From the records beneath, determine how many lines contain "instance" and report only that figure.

══ DATA FOR REVIEW ══

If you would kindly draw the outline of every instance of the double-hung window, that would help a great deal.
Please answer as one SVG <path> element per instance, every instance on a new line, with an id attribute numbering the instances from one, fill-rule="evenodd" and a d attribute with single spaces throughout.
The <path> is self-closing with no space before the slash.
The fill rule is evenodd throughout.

═══
══ DATA FOR REVIEW ══

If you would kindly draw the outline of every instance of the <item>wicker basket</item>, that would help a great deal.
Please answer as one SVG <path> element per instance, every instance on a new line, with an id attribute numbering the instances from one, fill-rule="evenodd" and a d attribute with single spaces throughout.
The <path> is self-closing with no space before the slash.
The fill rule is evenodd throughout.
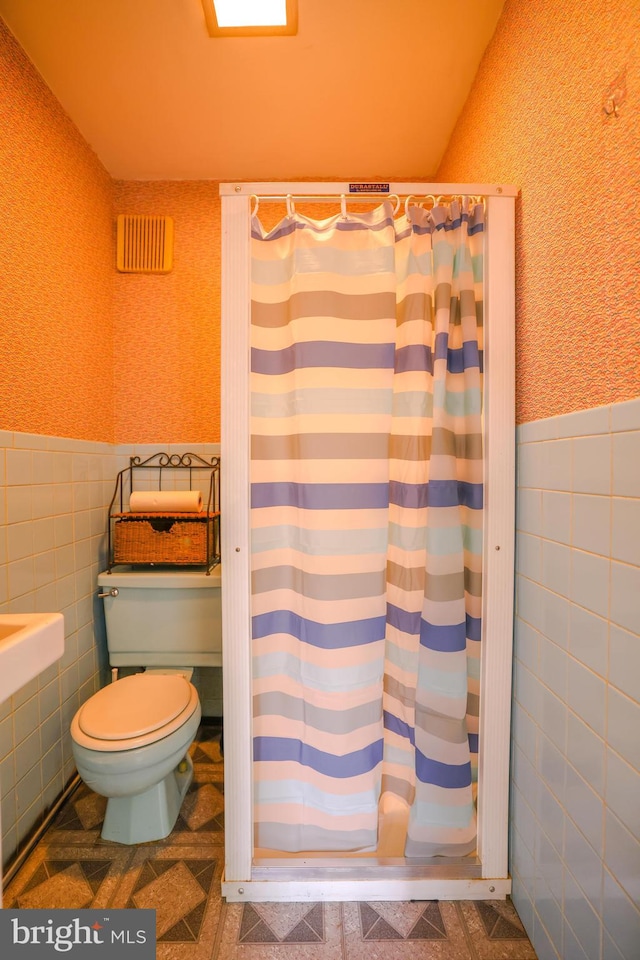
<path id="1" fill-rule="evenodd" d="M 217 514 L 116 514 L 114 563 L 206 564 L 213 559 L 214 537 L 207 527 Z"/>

═══

COMPLETED TASK: 4